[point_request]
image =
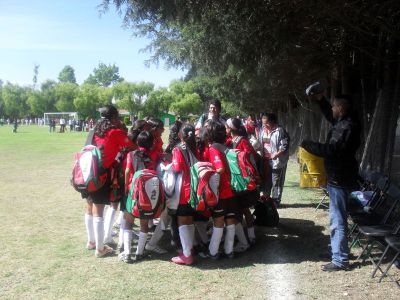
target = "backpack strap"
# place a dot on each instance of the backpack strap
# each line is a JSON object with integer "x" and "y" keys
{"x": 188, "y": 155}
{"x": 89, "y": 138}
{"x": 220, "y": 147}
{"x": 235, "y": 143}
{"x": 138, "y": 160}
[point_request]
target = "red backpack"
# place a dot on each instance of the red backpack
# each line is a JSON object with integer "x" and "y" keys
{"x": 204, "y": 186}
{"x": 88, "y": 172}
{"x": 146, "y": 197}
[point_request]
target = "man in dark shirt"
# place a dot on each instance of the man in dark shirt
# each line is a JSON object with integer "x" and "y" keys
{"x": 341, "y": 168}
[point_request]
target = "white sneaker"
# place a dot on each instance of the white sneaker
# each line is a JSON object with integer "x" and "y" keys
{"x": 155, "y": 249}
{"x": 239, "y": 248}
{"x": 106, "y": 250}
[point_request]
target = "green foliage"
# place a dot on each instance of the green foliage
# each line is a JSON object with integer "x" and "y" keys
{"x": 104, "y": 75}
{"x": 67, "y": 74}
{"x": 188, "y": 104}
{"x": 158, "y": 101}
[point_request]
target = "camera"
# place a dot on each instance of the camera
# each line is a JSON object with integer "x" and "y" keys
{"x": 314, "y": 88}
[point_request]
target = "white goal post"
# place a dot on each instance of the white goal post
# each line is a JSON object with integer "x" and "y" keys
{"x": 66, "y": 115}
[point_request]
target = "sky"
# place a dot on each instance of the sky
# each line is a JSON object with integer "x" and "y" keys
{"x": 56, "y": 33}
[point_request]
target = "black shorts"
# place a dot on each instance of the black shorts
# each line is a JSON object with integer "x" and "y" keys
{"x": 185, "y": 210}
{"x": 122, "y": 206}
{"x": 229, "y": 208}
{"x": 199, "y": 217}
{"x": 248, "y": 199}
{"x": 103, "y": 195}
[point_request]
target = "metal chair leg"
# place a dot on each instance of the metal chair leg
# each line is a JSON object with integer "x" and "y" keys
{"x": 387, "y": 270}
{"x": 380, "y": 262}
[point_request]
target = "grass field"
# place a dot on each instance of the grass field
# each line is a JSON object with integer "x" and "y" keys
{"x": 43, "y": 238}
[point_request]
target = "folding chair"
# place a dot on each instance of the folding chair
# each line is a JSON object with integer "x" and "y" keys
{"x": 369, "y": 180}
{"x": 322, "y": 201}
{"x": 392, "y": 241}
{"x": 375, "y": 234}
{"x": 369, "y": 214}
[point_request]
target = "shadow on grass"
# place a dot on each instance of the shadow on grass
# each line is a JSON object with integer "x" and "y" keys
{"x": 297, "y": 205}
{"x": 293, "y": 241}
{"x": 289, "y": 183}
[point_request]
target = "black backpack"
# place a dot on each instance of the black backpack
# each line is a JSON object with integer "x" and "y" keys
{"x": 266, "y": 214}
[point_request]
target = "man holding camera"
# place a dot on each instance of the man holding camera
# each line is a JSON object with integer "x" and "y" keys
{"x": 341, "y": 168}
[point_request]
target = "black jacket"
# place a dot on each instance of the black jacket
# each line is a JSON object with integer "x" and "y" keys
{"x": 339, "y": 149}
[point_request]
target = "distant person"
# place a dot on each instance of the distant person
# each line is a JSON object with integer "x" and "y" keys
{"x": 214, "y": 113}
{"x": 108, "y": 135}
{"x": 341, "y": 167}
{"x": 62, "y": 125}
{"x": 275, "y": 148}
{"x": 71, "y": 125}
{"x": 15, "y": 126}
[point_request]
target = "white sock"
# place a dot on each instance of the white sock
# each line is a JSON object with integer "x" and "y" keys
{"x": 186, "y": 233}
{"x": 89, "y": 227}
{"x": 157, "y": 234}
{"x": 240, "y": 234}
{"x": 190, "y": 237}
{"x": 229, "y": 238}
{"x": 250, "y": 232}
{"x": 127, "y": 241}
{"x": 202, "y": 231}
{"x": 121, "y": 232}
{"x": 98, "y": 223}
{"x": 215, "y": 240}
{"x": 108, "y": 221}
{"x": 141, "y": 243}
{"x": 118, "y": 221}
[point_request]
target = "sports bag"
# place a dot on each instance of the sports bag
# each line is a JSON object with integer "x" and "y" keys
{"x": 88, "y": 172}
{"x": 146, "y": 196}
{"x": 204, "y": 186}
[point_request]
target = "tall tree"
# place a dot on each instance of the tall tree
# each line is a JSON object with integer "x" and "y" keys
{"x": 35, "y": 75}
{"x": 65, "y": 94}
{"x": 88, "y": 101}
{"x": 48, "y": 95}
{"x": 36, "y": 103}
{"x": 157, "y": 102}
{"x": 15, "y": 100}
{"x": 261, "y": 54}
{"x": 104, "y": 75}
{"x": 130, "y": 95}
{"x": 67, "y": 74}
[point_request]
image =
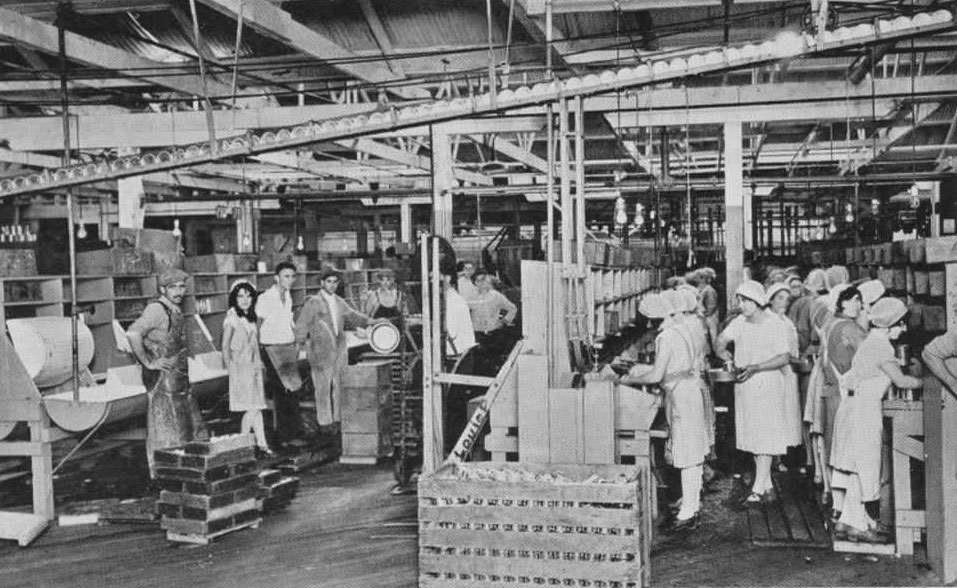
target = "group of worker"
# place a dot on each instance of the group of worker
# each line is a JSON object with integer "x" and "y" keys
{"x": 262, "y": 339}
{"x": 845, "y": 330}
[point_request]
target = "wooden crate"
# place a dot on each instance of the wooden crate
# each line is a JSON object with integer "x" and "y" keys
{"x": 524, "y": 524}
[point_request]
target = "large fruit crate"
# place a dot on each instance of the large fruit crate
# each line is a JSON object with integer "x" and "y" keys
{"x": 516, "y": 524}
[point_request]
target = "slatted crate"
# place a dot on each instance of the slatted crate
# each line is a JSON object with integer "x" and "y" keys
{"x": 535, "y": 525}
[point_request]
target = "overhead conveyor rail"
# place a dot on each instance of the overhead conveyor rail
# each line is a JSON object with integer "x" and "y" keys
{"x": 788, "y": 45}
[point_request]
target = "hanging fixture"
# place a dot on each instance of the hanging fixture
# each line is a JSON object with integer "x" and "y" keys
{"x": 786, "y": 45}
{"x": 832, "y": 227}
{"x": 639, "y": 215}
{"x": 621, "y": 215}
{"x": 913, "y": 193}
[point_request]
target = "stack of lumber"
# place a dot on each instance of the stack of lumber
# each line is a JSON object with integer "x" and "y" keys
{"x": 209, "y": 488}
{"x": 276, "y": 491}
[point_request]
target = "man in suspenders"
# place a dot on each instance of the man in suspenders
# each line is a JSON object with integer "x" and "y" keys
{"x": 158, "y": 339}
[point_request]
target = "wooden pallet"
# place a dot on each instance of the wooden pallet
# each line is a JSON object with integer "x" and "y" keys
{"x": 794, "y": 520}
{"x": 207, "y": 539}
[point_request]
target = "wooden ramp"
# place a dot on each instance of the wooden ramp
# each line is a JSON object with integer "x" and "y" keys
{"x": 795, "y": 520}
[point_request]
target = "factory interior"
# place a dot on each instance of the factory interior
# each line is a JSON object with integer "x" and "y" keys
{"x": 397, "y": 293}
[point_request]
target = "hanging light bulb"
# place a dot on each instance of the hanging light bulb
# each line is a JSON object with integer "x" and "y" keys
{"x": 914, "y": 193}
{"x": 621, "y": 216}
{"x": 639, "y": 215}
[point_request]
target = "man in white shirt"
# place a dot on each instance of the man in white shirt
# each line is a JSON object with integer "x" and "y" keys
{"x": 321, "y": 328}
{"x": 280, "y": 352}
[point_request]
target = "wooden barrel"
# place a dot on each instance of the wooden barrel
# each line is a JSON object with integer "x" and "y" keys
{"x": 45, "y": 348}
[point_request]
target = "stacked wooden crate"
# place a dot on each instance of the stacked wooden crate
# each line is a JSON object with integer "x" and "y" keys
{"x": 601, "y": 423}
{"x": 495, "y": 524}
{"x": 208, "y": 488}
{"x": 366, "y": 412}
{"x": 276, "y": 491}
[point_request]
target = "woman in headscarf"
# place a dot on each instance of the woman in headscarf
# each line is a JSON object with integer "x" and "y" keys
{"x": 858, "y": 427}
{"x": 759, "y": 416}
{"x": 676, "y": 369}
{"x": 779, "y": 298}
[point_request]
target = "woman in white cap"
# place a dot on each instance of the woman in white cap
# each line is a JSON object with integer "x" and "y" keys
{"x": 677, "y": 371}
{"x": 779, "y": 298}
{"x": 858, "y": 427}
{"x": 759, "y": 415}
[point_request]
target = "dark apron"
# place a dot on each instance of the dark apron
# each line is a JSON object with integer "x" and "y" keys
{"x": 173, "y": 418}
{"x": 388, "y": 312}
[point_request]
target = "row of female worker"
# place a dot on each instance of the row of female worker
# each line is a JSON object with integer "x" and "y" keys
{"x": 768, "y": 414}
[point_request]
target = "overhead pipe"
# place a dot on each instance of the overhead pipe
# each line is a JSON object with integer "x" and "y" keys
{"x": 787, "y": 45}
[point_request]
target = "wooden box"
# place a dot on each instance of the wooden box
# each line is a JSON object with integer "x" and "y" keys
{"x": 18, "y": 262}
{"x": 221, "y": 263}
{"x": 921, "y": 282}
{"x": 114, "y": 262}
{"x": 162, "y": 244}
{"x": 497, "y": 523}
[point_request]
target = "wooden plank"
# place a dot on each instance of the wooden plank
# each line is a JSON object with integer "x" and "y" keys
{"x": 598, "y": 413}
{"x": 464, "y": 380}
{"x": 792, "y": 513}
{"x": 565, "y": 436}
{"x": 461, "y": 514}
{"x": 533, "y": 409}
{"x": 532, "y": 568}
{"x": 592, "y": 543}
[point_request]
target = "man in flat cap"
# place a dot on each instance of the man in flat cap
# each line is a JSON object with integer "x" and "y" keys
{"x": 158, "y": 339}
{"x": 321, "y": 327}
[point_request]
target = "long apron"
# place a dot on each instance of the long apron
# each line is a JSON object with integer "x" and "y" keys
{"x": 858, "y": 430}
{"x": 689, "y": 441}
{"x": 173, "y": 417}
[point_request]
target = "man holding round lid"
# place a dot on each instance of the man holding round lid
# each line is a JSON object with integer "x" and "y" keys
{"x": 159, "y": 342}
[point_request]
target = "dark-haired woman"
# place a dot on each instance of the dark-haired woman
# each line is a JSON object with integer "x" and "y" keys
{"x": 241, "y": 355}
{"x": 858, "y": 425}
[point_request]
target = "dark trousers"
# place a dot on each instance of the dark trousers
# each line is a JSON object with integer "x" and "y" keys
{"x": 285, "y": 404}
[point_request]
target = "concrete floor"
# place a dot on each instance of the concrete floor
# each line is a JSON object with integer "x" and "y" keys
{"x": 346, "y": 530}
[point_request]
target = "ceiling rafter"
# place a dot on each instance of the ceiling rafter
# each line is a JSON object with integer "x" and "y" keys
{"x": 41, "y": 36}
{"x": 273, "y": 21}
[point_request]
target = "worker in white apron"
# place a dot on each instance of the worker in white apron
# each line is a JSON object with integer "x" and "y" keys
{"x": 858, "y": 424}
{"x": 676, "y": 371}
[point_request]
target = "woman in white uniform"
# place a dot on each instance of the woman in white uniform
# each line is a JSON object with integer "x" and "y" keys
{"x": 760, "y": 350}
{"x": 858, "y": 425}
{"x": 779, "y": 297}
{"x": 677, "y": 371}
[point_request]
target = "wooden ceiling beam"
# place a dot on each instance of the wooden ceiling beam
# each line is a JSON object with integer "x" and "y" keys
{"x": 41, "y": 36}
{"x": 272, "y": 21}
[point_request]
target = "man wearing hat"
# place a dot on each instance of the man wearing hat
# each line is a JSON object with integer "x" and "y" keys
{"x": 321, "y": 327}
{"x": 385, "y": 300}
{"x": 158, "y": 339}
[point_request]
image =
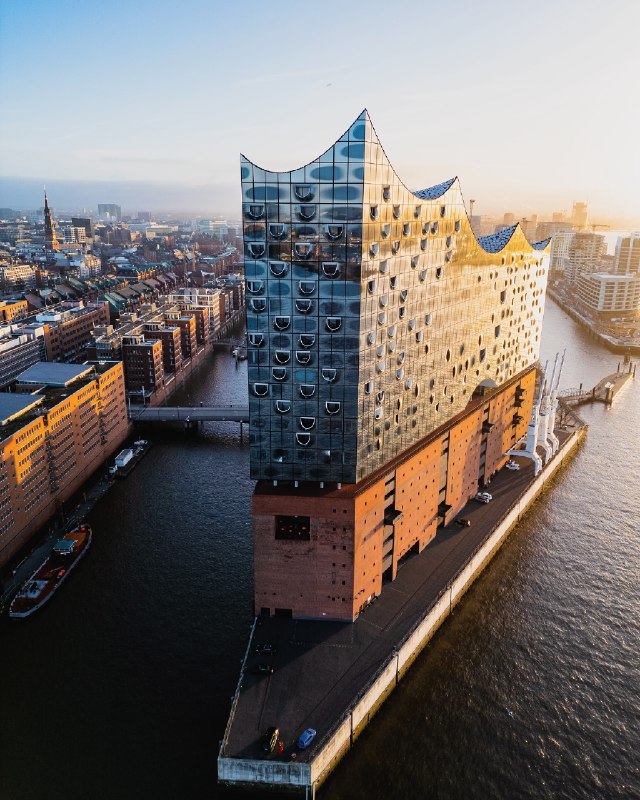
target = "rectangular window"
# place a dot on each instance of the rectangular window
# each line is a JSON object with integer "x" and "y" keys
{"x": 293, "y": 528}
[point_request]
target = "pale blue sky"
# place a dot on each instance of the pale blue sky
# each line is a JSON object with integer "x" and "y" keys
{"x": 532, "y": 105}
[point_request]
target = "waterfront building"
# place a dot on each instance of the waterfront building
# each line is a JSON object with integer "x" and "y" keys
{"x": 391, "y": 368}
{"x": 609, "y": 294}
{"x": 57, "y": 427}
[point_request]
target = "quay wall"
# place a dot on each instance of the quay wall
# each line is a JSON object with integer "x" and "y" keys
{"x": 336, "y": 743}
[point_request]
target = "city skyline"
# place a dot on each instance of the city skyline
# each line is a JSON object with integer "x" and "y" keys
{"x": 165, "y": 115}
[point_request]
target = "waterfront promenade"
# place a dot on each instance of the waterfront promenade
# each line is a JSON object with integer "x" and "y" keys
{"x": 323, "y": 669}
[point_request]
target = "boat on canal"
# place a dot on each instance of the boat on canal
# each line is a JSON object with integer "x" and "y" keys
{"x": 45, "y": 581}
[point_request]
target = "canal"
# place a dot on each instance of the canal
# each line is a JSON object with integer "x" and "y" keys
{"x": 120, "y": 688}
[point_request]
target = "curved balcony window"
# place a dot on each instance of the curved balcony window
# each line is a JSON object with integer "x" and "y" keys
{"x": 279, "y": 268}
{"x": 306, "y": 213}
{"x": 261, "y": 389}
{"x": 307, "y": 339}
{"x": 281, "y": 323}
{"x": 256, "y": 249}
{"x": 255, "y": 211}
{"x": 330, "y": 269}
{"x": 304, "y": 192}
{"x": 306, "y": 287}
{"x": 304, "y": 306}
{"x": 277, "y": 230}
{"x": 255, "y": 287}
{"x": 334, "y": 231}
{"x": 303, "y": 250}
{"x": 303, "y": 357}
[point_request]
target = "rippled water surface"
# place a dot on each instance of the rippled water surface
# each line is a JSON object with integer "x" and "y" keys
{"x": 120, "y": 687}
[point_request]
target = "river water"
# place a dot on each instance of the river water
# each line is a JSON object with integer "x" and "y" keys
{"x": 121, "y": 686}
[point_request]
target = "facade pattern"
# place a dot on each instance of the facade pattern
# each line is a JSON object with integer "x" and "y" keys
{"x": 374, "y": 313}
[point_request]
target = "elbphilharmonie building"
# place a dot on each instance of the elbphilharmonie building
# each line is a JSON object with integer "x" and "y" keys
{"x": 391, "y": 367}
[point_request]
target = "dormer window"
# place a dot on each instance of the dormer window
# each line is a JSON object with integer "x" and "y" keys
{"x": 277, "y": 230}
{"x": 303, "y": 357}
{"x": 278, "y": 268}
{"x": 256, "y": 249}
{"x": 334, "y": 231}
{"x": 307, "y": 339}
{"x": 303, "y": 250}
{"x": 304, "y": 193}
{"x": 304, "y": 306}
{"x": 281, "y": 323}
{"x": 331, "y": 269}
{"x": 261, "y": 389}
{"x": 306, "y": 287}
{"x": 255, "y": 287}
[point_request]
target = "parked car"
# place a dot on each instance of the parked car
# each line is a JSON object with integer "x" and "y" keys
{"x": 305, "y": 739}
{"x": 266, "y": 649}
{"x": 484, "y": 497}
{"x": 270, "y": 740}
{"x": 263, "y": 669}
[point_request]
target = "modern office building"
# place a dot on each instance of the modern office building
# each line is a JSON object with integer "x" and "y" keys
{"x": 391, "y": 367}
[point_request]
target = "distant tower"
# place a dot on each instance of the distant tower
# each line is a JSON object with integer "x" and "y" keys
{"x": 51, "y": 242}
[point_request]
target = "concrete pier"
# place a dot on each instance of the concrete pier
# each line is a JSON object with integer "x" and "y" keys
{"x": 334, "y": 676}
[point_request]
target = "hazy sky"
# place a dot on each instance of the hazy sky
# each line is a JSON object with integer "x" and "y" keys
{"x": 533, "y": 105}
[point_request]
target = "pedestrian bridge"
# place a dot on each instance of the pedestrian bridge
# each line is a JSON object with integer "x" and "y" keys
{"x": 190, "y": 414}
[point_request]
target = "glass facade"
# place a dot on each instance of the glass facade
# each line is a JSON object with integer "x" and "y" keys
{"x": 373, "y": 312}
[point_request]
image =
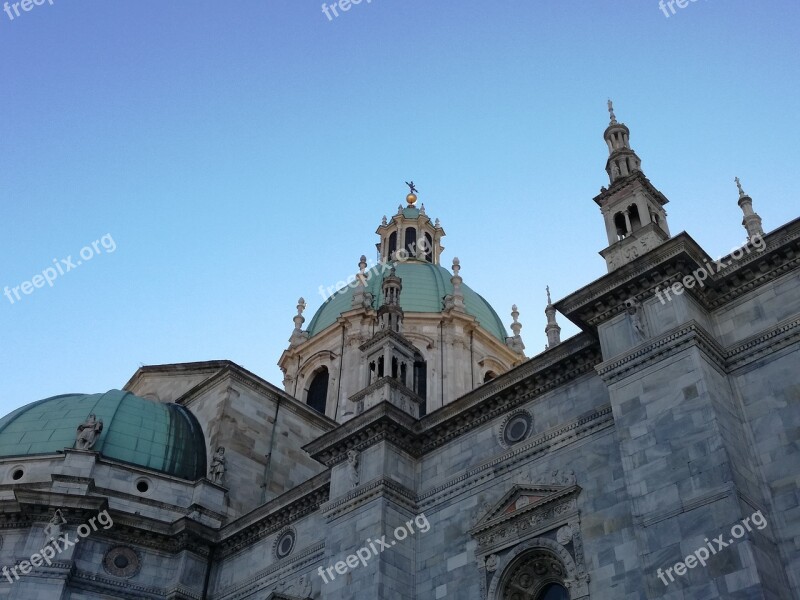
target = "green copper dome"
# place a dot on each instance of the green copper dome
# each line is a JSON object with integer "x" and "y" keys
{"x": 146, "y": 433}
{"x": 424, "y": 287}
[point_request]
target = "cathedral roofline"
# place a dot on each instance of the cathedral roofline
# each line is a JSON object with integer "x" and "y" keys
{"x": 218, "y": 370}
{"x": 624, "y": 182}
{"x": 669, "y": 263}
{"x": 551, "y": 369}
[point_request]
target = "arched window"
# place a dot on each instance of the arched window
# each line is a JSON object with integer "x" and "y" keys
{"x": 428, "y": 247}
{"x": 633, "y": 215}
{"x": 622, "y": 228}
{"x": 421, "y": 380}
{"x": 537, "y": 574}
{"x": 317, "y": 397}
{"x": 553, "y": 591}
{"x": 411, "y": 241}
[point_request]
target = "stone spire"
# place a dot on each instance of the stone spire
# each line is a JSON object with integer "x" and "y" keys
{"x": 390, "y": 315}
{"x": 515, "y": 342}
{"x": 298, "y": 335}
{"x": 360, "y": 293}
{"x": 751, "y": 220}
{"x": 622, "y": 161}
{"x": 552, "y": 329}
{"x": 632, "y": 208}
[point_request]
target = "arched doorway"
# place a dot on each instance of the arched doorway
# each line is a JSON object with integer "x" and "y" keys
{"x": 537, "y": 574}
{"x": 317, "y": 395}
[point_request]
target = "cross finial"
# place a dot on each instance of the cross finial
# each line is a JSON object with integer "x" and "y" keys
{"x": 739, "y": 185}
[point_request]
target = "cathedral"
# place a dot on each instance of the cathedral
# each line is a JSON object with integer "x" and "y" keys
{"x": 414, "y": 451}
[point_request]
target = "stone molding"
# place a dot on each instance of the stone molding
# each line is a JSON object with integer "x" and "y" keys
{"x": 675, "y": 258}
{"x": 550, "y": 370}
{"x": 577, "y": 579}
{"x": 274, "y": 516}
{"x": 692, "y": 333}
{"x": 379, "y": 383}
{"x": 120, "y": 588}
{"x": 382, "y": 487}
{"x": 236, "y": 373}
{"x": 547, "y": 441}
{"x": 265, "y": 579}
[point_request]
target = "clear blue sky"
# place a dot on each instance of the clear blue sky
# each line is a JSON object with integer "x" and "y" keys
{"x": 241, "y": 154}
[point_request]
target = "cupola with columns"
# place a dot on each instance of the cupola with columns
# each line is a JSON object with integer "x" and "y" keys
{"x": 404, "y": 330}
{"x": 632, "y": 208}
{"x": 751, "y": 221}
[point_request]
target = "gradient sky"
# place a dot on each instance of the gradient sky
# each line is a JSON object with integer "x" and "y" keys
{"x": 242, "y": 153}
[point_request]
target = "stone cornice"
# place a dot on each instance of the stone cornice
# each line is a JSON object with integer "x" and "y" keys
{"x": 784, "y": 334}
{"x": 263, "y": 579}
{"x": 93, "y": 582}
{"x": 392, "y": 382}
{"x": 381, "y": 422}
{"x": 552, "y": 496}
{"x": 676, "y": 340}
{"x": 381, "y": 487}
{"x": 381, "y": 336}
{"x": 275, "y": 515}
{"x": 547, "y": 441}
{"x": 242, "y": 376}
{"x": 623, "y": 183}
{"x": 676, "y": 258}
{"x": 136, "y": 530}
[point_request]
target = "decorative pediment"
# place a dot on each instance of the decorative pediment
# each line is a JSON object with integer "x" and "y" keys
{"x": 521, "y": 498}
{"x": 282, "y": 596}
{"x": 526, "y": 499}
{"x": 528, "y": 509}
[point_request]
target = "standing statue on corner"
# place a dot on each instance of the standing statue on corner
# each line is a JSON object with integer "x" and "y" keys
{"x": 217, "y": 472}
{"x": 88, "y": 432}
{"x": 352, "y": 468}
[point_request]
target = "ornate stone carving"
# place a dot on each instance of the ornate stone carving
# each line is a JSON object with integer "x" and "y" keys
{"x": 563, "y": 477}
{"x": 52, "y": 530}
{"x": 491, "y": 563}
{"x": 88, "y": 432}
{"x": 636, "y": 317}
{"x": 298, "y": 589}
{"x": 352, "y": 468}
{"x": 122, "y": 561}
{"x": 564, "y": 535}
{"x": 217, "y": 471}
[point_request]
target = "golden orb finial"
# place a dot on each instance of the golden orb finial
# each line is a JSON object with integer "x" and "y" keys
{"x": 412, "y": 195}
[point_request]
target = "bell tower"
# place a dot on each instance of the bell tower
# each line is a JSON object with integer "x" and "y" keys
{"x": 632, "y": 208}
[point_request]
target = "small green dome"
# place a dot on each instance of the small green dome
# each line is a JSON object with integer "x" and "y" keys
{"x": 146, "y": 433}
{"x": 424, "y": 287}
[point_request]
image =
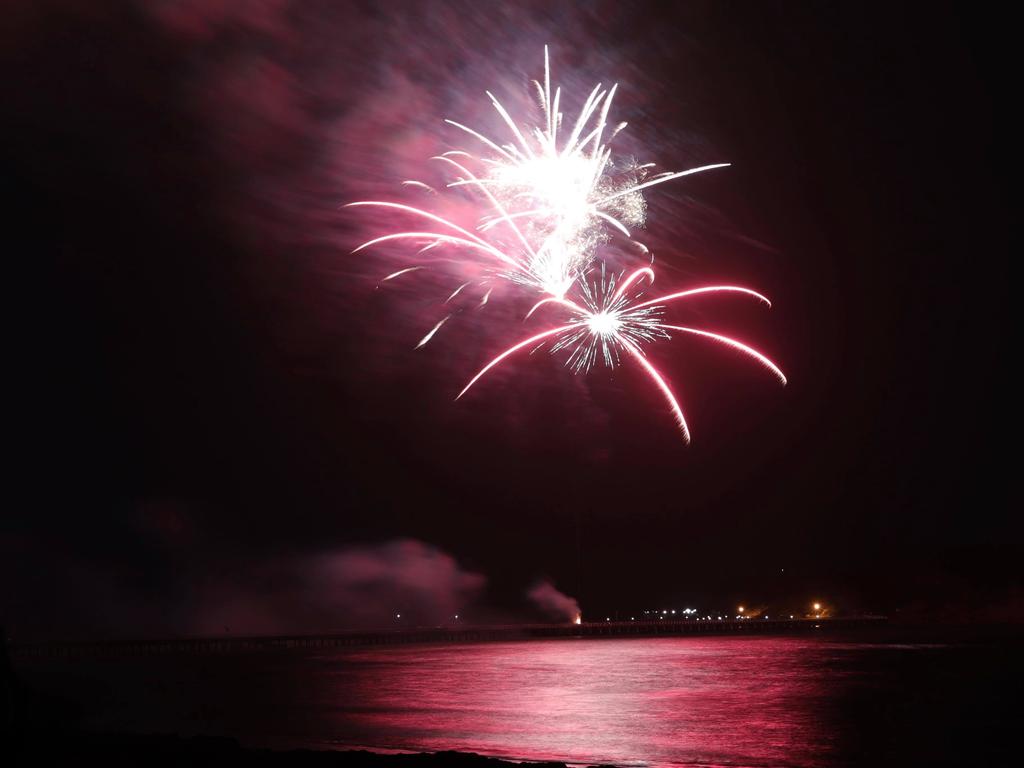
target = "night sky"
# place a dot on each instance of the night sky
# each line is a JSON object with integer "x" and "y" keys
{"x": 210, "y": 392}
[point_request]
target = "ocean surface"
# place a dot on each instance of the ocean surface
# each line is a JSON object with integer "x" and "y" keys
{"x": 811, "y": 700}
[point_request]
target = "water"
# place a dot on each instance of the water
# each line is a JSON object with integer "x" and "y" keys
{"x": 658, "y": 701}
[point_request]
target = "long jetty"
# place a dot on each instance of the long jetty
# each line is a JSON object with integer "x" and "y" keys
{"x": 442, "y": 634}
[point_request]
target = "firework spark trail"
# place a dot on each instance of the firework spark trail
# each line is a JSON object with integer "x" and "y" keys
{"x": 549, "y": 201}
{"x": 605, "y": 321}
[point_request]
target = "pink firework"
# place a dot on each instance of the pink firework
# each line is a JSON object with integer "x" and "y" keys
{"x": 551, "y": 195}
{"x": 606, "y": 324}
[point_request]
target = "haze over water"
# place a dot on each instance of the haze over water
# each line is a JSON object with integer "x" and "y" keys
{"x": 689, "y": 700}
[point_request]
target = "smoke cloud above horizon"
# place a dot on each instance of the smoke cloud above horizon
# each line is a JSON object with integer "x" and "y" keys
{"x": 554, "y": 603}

TASK TO CARRY OUT: Extract every line of the data above that contains the word "pink", treating case as significant.

ANSWER BELOW:
target = "pink firework"
# place a dot on each instance of the pink firework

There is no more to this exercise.